• [Material provided]:
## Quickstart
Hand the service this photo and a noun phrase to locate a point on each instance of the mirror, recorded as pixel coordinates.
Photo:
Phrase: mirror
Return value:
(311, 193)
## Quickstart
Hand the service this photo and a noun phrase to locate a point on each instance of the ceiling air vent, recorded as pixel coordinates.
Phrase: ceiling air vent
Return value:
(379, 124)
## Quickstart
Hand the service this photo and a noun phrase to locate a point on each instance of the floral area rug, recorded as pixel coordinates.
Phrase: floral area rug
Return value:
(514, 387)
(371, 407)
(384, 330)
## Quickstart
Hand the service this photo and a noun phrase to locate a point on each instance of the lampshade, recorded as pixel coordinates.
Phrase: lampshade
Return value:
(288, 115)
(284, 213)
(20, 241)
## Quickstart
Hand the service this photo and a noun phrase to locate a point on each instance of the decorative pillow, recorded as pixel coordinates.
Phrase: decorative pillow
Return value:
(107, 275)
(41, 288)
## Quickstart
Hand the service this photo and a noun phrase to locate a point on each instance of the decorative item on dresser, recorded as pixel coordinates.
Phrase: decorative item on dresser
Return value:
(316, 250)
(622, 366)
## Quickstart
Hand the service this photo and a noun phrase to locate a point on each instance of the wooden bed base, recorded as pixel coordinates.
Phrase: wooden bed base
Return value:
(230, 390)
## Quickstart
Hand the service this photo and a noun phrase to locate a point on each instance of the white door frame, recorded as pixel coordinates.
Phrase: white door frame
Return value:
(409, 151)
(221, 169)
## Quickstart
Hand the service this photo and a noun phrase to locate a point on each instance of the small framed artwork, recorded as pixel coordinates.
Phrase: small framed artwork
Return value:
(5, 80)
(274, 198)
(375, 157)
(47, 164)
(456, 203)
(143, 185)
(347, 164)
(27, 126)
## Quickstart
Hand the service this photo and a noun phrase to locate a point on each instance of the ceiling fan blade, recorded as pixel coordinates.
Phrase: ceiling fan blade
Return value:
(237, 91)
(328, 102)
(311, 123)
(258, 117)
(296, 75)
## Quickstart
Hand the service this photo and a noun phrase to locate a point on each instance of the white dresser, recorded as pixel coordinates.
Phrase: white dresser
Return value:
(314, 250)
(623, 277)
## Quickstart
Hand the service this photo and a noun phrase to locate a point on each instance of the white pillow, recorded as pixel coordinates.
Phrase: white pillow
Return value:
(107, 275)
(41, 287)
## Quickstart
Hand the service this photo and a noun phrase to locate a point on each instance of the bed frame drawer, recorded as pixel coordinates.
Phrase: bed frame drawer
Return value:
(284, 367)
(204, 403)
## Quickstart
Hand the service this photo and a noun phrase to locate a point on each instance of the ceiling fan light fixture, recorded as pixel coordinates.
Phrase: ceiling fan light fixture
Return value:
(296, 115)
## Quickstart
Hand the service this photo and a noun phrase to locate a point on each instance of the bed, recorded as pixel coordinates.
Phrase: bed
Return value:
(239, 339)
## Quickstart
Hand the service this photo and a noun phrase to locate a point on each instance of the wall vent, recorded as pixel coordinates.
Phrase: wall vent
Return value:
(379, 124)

• [Activity]:
Could you reproduce every record exactly as shown above?

• [Exercise result]:
## Quickstart
Hand the service this photo and a noun phrase to locate a point on each instance of the mirror, recorded as pixel coordinates.
Photo:
Phrase: mirror
Return value:
(311, 193)
## Quickstart
Hand the service this photo and a noun phrase to locate a point on each instance of the ceiling air vent, recorded as pixel coordinates.
Phrase: ceiling air vent
Return value:
(379, 124)
## Quickstart
Hand the service this photo and a noun phrase to locate a point on each instance of the floral area rug, recorded as pixel coordinates.
Phrase: floral area rug
Return value:
(514, 387)
(371, 407)
(384, 330)
## Quickstart
Hand the service this photo and a noun phrase to locate a point on each instance of the lampshade, recorded as pixel coordinates.
Phrase: lampshade
Return value:
(288, 115)
(284, 213)
(20, 241)
## Quickstart
Hand the service this photo and a noun phrase to locate a point on each instance of the decorative pillow, recorded as pixel coordinates.
Phrase: decorative pillow
Return value:
(107, 275)
(41, 288)
## Quickstart
Hand the service this photo and a noun phrase to locate a point on each instance of the decorative item on dresser, recorded as pixel coordinates.
Phrase: decorative item on dresser
Return value:
(316, 250)
(622, 366)
## Quickstart
Hand the service this photo and a noun phrase to locate a point on each instance of the wooden bed base, recorded as pixel coordinates.
Phrase: wooden bed base
Return value:
(230, 390)
## Quickstart
Hand the service this photo and a noun phrase to locate a point on each instance of the white door frame, recorded as pixel coordinates.
Phrase: white door frame
Return value:
(409, 151)
(221, 169)
## Quickstart
Hand the service this photo and a noun phrase to locate a point on each instance of the small framed artwork, recorded as pixel coordinates.
Phrase: small framed artwork
Return value:
(5, 80)
(274, 198)
(375, 157)
(47, 164)
(456, 203)
(143, 185)
(347, 164)
(27, 126)
## Quickstart
Hand the service this photo and a noun phrase to locate a point on each instance of the ceiling fan blade, recorded as pixel coordinates.
Phrase: ceiling fan blade
Return value:
(237, 91)
(328, 102)
(311, 123)
(258, 117)
(296, 75)
## Quickstart
Hand the service this photo and a noun phrase to locate a point on each instance of the white dresser, recorded as pixel coordinates.
Phrase: white dresser
Return value:
(314, 250)
(623, 277)
## Quickstart
Hand the service this photo and a noun phrase to locate a point on each instance of the white pillow, recorded as pixel coordinates.
Phrase: white pillow
Return value:
(107, 275)
(41, 287)
## Quickstart
Hand the service this photo and a noun phrase to locate a point on each instance of the bed frame drawer, recorded as pixel coordinates.
Phrase: bed frame drawer
Return value:
(284, 367)
(204, 403)
## Quickstart
Hand the service this photo and a noun phrase to locate a point on each instance of the ceiling fan light fixture, recorded as pixel coordinates.
Phrase: ceiling fan light fixture
Return value:
(296, 115)
## Quickstart
Hand the service this photo and a noun phrase to locate a point on each instance of the bed, recorded as pixel coordinates.
Phrase: bed
Return value:
(239, 339)
## Quickstart
Hand the service this photo and a noun phrase to locate a point on each instance of the wall vent, recorded as pixel coordinates.
Phrase: wall vent
Return value:
(379, 124)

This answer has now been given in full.